Exercise details
In the data below, change every occurrence of "pointed arch" to "lancet arch" and reproduce the lines with nothing else altered.

Dataset records
>> START

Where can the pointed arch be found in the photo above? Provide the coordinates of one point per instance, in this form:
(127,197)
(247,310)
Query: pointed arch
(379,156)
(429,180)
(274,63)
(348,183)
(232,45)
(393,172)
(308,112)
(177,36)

>> END

Answer for the task
Where can the lancet arch be found in the photo above? Provide the coordinates of one point per instance, in this form:
(127,197)
(247,310)
Query: lancet arch
(379,156)
(429,180)
(274,63)
(348,183)
(232,45)
(393,172)
(308,112)
(177,36)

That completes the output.